Data listing START

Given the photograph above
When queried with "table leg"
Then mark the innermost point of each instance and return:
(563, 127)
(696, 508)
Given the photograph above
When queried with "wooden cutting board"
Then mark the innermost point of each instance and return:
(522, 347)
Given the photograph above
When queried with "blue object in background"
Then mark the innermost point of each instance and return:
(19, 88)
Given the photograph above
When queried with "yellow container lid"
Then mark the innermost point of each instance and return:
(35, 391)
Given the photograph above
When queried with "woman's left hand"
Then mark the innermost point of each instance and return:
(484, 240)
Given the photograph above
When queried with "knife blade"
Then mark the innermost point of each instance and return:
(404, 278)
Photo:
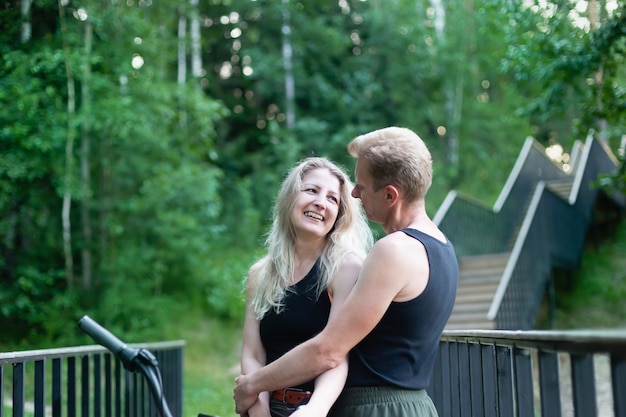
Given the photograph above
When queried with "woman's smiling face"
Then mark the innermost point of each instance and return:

Data listing END

**Exercise brief**: Give back the entries above exactly as they stand. Leave the images out.

**Answer box**:
Given the photograph above
When queried with "table leg"
Then mark the innermost point of each instance and return:
(563, 127)
(696, 508)
Given the photograph above
When queried with "wooden cutting board"
Then mark the innermost point of each instance and return:
(522, 347)
Given the photograph above
When queried with "blue object in background"
Then mark the innermost point of each instance and return:
(19, 88)
Given the photograph above
When queried with "yellow container lid"
Then mark the innermost point of each instance and return:
(35, 391)
Given the photograph above
When queried with "woman's left hand"
Then mark the innermost point of each instance and return:
(484, 240)
Given the photograph above
When queried with "knife blade"
Then mark the innermost point of each instance and return:
(404, 278)
Photo:
Given the photograph above
When queried with "woman's smiling face"
Then mark the innermost point of each instance and return:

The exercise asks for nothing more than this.